▶ [Reading text]:

◆ ◆ ◆ ◆

EX1A-6 MAT CTRCT 4 tptw_ex638.htm EXHIBIT 6.38 tptw_ex638
 
EXHIBIT 6.38
 
PLACEMENT AGENT FEE AGREEMENT
AMENDMENT NO. 2
 
TPT Global Tech, Inc. ("TPT") and CIM Securities, LLC, ("Placement Agent"), pursuant to Section 20 of the Placement Agent Fee Agreement (the "Agreement") between TPT and the Placement Agent and dated November 11, 2020 hereby amend certain provisions of the Agreement as herein specified. It supersedes the CIM Engagement Agreement, and any amendments thereto, with regards to the terms of compensation related to the $38,000,000 Reg. A Offering of Series D Preferred Stock of TPT Global Tech, Inc. To the extent there is any conflict between the CIM Engagement Agreement and this Agreement, the terms hereof shall prevail and govern.
 
 
l.            
Term: The engagement of Placement Agent by TPT under Section I of the Agreement is extended to January l, 2022.
 
 
2.            
Expense Allowance: Section 3 of the Agreement is amended to read:
 
Expense Allowance. TPT shall pay to CIM, as a non-accountable expense allowance, with payments of commissions, an additional amount equal to two per cent (2%) of the gross proceeds received by TPT from subscriptions solicited by CIM or by a broker dealer engaged by CIM to act as a Sub-Agent. The expenses and services shall be those as described in the Placement Agent Agreement. Such shall be paid from the proceeds of the closing of such subscriptions. Provided, however, the $15,000 payment made by TPT to CIM under the May 21, 2020 Engagement Agreement shall be credited against any additional payment.
 
3.

◆ ◆ ◆ ◆

[Source data]
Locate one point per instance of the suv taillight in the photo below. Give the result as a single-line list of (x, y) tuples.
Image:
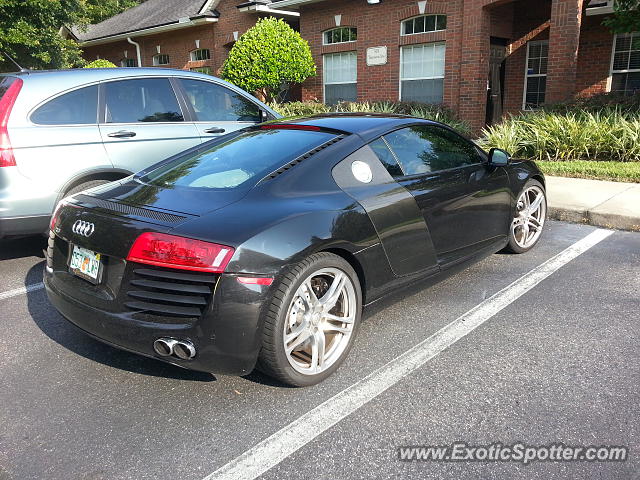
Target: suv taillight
[(179, 252), (6, 104)]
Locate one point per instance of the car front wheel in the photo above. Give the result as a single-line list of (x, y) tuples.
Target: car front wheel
[(312, 321), (528, 222)]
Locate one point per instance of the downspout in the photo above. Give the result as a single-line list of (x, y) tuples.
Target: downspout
[(137, 50)]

◆ ◆ ◆ ◆

▶ [Goal 1]: Rewrite the amendment, everything from "Expense Allowance. TPT" down to "any additional payment.", replacing "Sub-Agent" with "subagent".
▶ [Goal 2]: According to the amendment, what amount is TPT to pay CIM as a non-accountable expense allowance?

▶ [Result 1]:
Expense Allowance. TPT shall pay to CIM, as a non-accountable expense allowance, with payments of commissions, an additional amount equal to two per cent (2%) of the gross proceeds received by TPT from subscriptions solicited by CIM or by a broker dealer engaged by CIM to act as a subagent. The expenses and services shall be those as described in the Placement Agent Agreement. Such shall be paid from the proceeds of the closing of such subscriptions. Provided, however, the $15,000 payment made by TPT to CIM under the May 21, 2020 Engagement Agreement shall be credited against any additional payment.

▶ [Result 2]: An additional amount equal to two percent (2%) of the gross proceeds TPT receives from subscriptions solicited by CIM or by a broker dealer engaged by CIM to act as a Sub-Agent.